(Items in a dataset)
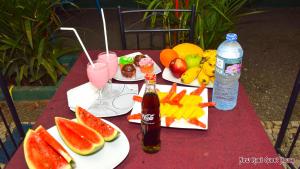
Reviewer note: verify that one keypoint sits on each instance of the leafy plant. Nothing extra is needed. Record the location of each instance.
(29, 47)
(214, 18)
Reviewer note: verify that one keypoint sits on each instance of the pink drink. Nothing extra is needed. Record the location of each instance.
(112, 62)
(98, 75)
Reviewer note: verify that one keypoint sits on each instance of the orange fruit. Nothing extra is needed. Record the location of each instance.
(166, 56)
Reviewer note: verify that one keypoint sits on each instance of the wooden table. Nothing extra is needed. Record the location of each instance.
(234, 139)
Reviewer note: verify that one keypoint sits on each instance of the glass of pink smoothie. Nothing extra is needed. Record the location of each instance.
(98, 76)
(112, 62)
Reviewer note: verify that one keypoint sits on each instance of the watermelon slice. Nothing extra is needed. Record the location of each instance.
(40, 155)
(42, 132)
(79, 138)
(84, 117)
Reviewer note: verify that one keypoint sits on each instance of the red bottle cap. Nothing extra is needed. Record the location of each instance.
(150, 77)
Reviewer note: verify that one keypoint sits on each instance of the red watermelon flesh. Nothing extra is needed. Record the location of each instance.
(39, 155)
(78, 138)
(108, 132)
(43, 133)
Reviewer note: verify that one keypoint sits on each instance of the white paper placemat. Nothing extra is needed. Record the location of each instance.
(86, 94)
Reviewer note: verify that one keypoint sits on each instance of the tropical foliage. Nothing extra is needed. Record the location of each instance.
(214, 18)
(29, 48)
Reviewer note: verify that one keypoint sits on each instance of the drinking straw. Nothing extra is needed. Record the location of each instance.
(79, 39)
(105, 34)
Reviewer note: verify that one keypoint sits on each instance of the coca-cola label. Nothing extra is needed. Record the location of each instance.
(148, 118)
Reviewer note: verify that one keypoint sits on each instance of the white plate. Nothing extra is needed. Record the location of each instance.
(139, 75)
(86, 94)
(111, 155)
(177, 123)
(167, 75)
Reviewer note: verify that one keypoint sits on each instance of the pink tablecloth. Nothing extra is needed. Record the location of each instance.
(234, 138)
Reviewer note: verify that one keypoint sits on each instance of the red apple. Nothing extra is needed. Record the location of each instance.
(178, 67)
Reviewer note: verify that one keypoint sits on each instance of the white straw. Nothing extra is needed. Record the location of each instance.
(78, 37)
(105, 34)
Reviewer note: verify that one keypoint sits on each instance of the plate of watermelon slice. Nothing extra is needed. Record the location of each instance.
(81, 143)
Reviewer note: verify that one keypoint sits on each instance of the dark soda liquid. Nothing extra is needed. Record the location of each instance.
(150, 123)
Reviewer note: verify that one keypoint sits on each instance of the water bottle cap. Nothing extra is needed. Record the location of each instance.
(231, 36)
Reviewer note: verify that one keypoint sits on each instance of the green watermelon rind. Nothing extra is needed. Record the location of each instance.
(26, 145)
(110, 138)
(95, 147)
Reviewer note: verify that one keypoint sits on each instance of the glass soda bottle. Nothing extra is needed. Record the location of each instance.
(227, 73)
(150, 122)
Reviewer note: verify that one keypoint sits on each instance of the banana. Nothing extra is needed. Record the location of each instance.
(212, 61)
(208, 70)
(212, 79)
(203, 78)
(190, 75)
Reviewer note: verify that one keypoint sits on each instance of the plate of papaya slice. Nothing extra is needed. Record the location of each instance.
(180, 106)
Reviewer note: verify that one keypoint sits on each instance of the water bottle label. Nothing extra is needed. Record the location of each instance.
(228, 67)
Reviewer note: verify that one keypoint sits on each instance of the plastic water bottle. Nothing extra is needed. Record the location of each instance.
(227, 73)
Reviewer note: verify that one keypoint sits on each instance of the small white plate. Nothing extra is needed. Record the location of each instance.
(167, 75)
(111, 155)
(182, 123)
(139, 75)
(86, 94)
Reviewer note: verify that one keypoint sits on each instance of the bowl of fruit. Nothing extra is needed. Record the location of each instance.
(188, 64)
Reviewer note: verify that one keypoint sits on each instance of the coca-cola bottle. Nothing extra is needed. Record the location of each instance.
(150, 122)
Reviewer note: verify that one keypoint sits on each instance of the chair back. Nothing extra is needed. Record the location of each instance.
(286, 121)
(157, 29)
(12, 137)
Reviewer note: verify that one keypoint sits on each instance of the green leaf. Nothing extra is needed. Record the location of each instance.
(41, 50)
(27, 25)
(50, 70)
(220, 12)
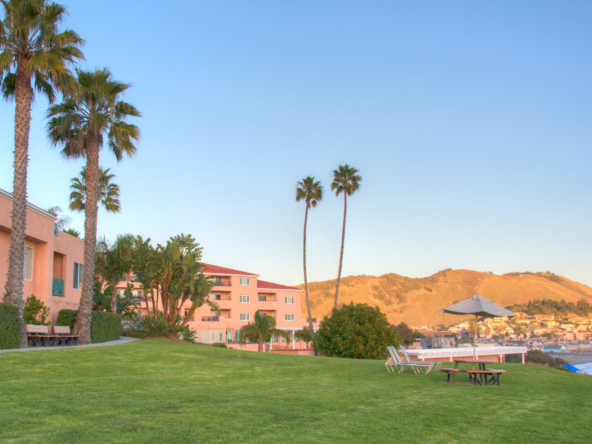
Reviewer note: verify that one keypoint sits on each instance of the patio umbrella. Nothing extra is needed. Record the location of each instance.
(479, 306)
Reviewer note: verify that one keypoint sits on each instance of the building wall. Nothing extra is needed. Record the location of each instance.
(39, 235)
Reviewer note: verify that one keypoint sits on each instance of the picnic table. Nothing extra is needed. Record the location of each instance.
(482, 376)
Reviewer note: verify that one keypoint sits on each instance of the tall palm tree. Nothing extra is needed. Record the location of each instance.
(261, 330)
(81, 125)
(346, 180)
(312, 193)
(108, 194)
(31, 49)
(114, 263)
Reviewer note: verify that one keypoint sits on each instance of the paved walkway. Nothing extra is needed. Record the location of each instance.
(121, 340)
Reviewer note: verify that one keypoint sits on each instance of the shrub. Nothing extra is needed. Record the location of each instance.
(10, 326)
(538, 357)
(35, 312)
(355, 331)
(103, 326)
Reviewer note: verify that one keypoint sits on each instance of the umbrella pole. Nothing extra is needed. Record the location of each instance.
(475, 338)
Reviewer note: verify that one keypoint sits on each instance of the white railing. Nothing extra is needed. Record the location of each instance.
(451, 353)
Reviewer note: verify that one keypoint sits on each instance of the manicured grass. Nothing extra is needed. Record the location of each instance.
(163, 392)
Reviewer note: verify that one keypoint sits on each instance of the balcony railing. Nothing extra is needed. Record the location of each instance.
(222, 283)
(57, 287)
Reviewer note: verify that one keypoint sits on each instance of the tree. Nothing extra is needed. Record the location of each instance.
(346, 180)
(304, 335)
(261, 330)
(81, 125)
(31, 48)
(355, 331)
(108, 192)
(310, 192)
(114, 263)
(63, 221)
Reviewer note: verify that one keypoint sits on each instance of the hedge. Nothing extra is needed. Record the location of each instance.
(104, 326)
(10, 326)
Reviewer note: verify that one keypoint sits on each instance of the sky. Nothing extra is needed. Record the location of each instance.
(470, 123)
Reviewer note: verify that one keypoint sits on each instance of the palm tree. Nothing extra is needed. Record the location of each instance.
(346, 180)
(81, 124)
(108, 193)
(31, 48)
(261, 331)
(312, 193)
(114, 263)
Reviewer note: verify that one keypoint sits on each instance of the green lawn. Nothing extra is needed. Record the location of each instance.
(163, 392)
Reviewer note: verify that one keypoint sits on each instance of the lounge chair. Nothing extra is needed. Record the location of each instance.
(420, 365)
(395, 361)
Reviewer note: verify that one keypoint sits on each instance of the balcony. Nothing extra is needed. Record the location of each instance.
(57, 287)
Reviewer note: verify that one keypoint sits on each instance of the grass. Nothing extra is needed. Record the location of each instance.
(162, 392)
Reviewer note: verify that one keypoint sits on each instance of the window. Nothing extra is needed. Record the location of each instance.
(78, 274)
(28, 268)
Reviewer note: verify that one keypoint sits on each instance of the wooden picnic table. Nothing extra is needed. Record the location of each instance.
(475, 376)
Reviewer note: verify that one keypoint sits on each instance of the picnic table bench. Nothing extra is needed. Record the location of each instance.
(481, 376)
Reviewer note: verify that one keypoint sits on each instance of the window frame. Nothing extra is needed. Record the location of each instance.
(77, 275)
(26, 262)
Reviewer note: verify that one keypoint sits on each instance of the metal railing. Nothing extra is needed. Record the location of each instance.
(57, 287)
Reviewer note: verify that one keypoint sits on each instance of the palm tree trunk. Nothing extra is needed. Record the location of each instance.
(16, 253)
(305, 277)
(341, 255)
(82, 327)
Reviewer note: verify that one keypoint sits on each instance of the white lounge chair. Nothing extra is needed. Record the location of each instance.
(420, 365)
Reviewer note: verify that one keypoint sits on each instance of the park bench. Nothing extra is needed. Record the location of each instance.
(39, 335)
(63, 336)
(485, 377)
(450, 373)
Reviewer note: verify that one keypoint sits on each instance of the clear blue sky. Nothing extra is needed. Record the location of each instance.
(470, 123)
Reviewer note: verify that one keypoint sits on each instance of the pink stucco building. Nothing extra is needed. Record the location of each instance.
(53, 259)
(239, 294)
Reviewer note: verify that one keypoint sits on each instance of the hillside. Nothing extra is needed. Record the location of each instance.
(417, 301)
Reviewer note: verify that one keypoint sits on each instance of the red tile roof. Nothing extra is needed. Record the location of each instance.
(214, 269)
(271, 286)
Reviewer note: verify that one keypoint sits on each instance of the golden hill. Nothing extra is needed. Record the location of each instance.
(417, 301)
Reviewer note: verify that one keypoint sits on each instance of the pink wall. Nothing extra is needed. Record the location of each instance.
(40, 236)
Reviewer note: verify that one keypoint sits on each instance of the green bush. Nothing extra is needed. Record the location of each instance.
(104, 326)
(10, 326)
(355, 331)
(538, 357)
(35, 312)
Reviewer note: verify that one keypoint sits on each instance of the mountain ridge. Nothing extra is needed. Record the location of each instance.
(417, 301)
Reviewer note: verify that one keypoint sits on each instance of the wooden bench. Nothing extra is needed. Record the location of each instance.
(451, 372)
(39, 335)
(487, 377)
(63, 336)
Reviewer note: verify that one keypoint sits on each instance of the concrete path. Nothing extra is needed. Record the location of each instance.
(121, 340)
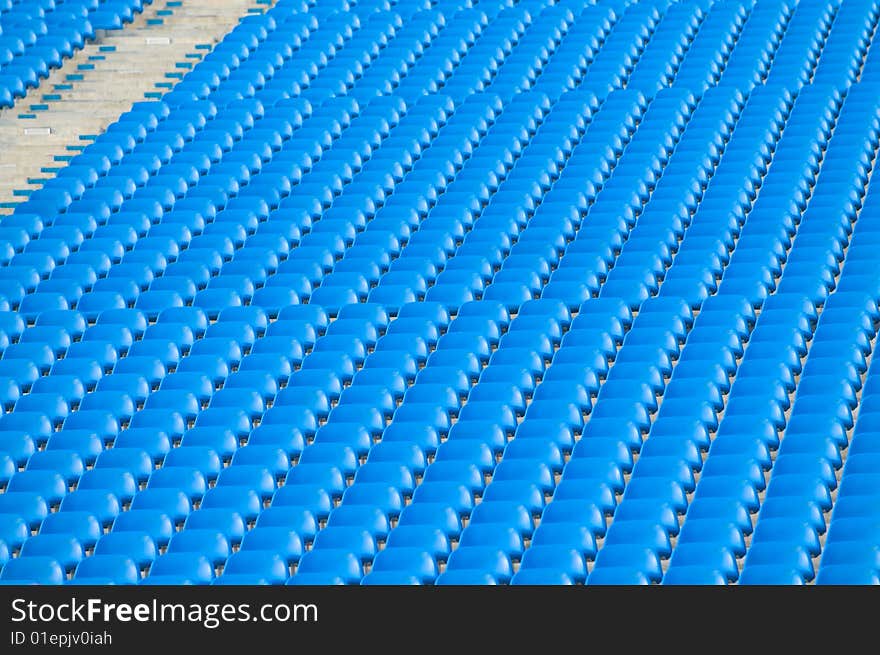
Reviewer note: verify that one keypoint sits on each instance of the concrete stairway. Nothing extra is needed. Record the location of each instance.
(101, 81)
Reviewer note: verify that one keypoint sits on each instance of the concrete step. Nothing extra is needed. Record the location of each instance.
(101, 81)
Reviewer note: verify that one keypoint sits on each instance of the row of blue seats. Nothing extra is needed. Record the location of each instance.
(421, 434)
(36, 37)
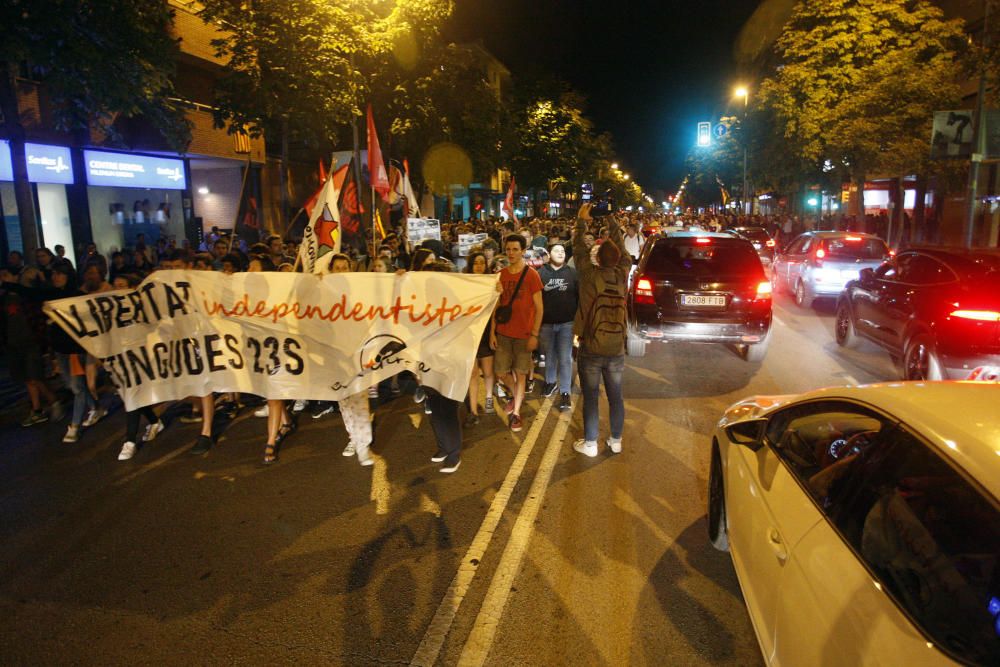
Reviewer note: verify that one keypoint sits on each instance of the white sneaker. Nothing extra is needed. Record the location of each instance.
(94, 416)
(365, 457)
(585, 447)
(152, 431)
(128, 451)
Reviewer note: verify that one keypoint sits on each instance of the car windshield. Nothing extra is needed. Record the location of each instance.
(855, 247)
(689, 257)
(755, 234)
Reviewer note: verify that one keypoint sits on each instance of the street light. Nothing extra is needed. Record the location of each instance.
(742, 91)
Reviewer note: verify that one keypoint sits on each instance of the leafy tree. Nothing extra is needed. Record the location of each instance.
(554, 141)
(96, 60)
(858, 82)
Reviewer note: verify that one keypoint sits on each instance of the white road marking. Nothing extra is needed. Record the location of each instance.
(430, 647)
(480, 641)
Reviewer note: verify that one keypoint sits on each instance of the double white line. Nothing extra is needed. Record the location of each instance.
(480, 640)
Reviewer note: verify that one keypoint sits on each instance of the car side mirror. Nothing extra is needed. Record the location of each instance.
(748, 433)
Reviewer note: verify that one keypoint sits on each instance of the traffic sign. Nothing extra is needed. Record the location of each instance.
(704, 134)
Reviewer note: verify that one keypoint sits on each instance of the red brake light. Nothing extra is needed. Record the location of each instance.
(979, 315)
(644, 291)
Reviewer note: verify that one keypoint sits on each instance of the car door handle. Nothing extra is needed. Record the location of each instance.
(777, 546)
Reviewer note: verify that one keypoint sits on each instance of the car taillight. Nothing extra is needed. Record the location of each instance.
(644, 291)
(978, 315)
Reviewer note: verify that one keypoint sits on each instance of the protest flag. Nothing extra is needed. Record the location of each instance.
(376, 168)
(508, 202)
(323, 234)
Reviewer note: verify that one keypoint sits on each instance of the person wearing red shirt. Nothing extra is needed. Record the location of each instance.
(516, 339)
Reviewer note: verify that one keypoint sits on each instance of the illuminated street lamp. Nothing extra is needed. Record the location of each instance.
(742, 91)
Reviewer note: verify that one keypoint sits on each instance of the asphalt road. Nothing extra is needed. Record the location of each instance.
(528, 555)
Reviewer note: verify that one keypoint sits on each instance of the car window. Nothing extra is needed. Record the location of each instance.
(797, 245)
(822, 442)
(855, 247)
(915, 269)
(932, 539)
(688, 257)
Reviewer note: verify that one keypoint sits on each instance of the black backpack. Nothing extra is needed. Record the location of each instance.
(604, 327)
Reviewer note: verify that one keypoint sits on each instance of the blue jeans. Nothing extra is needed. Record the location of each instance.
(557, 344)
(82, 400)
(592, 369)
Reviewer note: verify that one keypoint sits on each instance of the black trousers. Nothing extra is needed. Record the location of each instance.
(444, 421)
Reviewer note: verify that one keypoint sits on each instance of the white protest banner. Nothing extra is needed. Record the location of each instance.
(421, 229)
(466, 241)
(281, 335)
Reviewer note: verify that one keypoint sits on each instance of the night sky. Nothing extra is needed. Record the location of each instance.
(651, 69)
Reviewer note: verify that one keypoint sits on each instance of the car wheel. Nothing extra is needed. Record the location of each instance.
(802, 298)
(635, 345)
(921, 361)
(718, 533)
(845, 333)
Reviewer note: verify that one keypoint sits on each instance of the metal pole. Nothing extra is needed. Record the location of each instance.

### Challenge
Rewrite the data as a numbered list, starting at the line that contains "the car wheel." and running through the end of the data, with both ends included. Leave out any blank lines.

### Output of the task
1. Reviewer note: verify that one keypoint sits on each instance of the car wheel. Nothing extra is needed. Record the location of each instance.
2. (802, 298)
3. (635, 345)
4. (921, 361)
5. (718, 533)
6. (845, 333)
7. Reviewer note: verify that one keypoint sits on each instance of the metal pole. Nothing extra is needed. Record the location of each instance.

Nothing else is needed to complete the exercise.